Start of Block

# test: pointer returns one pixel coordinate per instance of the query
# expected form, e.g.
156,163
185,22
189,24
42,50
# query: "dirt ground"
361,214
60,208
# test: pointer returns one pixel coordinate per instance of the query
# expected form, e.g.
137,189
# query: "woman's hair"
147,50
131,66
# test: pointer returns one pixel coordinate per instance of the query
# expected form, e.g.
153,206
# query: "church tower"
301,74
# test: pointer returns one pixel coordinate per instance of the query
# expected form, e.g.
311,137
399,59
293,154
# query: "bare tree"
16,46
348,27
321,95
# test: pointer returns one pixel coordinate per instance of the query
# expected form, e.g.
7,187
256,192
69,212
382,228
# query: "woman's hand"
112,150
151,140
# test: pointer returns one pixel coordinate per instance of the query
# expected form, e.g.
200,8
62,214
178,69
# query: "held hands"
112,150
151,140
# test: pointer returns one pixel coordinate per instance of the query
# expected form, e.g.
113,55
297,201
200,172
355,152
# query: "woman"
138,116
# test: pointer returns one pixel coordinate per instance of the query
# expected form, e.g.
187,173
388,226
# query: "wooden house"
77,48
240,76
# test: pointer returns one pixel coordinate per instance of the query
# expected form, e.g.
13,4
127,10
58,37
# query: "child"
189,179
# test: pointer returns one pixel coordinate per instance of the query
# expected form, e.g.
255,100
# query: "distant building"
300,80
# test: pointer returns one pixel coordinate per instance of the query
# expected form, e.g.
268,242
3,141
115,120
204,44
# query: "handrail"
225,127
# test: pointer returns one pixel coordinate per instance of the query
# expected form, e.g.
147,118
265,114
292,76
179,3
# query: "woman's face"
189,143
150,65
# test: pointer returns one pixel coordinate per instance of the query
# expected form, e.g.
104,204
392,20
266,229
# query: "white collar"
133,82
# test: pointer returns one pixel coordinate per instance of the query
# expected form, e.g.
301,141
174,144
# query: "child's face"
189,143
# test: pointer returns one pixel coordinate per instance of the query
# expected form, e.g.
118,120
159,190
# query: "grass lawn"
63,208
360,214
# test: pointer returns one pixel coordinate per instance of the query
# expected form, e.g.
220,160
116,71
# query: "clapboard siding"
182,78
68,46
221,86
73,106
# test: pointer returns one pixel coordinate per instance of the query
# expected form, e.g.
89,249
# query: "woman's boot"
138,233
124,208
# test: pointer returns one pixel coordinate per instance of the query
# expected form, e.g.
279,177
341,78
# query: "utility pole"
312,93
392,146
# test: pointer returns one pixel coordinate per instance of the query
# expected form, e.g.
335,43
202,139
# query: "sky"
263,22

End of Block

Task objective> Every entry must be quoted exactly as it appears above.

Output for this task>
# test: pointer returns one pixel coordinate per instance of the query
# expected form, e.g.
156,163
185,22
189,24
42,50
# query: "dirt ground"
361,214
60,208
# test: pointer returns one pixel coordinate per instance of the query
# expected form, e.g.
137,189
# query: "woman's hair"
147,50
131,66
# test: pointer returns one pixel coordinate per instance of the query
# expected form, e.g.
153,206
# query: "church tower"
301,74
# test: pointer returns one pixel coordinate per instance of the query
# expected form, e.g.
311,137
399,59
293,154
# query: "bare tree"
16,46
348,27
321,95
# test: pointer returns one pixel coordinate per instance of the query
# expected form, e.g.
7,187
256,192
69,212
382,228
# query: "woman's hand"
112,150
151,140
# test: pointer returns one pixel coordinate per instance of the query
# expected form, e.g.
200,8
62,214
178,69
# query: "held hands"
112,150
151,140
# test: pointer returns one pixel coordinate per instance of the query
# expected form, e.g.
113,55
297,201
200,172
355,152
# query: "woman"
138,116
# test: pointer returns one pixel coordinate per instance of the query
# expected form, e.g.
187,173
388,226
# query: "wooden house"
77,48
240,76
# test: pointer returns one pixel coordinate per instance of the query
# expected form, e.g.
13,4
127,10
58,37
# query: "child"
189,179
# test: pointer returns one pixel coordinate per instance of the query
# expected form, e.g.
255,100
# query: "distant building"
300,80
# test: pointer returns one pixel coordinate per instance of the query
# expected form, e.g.
268,242
3,141
115,120
204,44
# query: "handrail"
225,127
# test: pointer returns one pixel coordinate per instance of the query
# expected form, e.g.
147,118
265,114
292,76
179,3
# query: "woman's face"
189,143
150,65
# test: pointer returns one pixel coordinate per instance of the query
# expected form, e.g.
104,204
392,20
266,229
# query: "white collar"
133,82
# test: pointer returns one pixel coordinate per instance of the query
# expected form, e.g.
301,141
174,144
# query: "child's face"
189,143
# test: pointer returns one pixel coordinate per instance of the query
# expected form, e.g.
118,120
159,190
# query: "grass lawn"
63,208
360,214
# test: pointer returns one pixel coordinate per instance of the query
# expected form, e.g.
220,160
116,71
# query: "clapboard siding"
182,78
68,46
221,86
73,106
# test: pointer returns one pixel coordinate per instance of the query
# expected form, e.g.
89,249
# query: "woman's boot"
138,233
124,208
# test: pointer returns one pixel coordinate per instance of the query
# expected form, e.g.
279,177
341,78
# query: "utility pole"
312,93
392,146
# test: pointer returns one pixel coordinate per instance of the query
# expected form, e.g.
335,43
202,139
# query: "sky"
263,22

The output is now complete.